» **PROBLEM TO WORK ON**
Write out the court opinion excerpt below word for word, between "A timely motion" and "taxicab company only.", inclusive.

» **EXCERPT**

* START *

The third amended petition, answers of the three defendants and replies join the issues.

On the trial of the action and at the close of plaintiff's evidence in chief, the court, on motions, directed a verdict for all three defendants and rendered judgment accordingly.

As to O'Hara and the taxicab company, the basis for the directed verdict was stated to be the safe discharge of plaintiff from the taxicab and a lack of knowledge of her substandard mentality. As to Howard, the basis of the directed verdict was that plaintiff suddenly and unexpectedly entered the path of his automobile, and that he had no opportunity to avoid the collision-no negligence on his part.

An appeal to the Court of Appeals on questions of law resulted in a reversal of the judgment below as to all three defendants and a remand of the cause to the trial court for further proceedings according to law (5 Ohio App.2d 65, 214 N.E.2d 235.)

A timely motion to certify the record was filed in this court by O'Hara and the taxicab company, and such motion was allowed. Howard failed to file a motion to certify, and his later motion to be included in this court as an appellant on the merits along with O'Hara and the taxicab company was overruled. He stands separate and apart from the other two defendants and is charged with negligent acts of a different kind and character than are they.

Consequently, the cause is now here for decision on the merits as to O'Hara and the taxicab company only.

* END *

» **LISTED ENTRIES**
* START *

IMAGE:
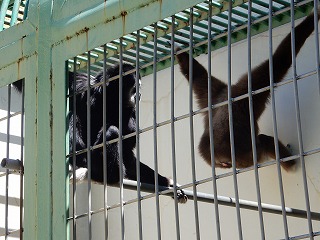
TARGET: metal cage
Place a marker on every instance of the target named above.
(58, 39)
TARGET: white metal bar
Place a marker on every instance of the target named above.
(253, 130)
(298, 122)
(74, 157)
(138, 133)
(233, 157)
(191, 123)
(274, 121)
(121, 139)
(155, 128)
(22, 159)
(7, 170)
(211, 129)
(316, 38)
(173, 139)
(104, 127)
(89, 146)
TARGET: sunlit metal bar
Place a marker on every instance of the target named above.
(74, 185)
(193, 164)
(225, 201)
(155, 152)
(274, 123)
(121, 177)
(298, 122)
(173, 139)
(138, 132)
(210, 112)
(233, 156)
(316, 38)
(89, 144)
(12, 164)
(22, 159)
(7, 170)
(104, 140)
(253, 130)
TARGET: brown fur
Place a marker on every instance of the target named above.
(282, 61)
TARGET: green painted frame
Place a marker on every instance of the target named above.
(36, 50)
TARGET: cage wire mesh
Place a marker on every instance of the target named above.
(168, 125)
(11, 169)
(165, 125)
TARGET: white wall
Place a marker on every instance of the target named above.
(14, 153)
(293, 185)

* END *

» **SOLUTION FOR THIS EXERCISE**
A timely motion to certify the record was filed in this court by O'Hara and the taxicab company, and such motion was allowed. Howard failed to file a motion to certify, and his later motion to be included in this court as an appellant on the merits along with O'Hara and the taxicab company was overruled. He stands separate and apart from the other two defendants and is charged with negligent acts of a different kind and character than are they.

Consequently, the cause is now here for decision on the merits as to O'Hara and the taxicab company only.